-- Task statement --
Look for "curb" in each line of the records, and copy the lines that have it.

-- Supplied information --
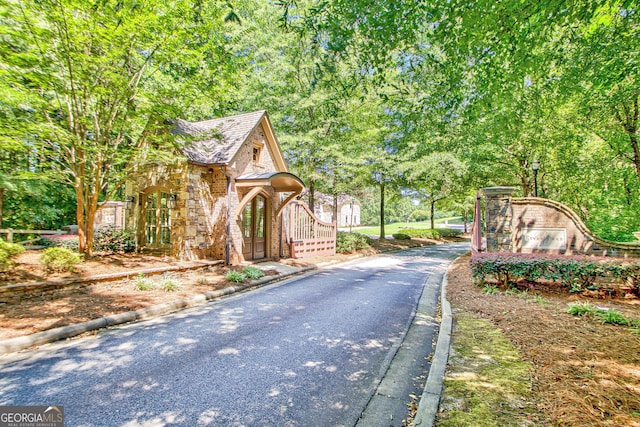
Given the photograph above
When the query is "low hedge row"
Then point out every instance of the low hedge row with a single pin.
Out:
(430, 233)
(577, 273)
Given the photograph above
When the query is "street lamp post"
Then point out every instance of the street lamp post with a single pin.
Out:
(351, 212)
(535, 166)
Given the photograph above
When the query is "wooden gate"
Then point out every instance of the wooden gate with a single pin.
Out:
(307, 235)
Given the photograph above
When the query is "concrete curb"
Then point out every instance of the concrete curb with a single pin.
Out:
(13, 345)
(117, 276)
(430, 400)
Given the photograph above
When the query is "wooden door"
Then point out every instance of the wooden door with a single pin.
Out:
(253, 229)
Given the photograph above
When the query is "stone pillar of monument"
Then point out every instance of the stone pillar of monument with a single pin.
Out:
(498, 216)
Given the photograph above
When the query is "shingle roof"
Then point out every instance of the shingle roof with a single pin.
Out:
(221, 138)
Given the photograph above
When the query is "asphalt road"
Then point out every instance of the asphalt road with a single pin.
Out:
(309, 351)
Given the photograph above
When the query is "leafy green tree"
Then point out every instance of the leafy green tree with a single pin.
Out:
(103, 77)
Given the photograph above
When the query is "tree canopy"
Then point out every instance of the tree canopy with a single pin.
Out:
(364, 96)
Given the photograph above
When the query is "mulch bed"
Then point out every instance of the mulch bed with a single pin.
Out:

-- Task result --
When the query is "concrete curb"
Then point out every instance of the concrete curb with a single pin.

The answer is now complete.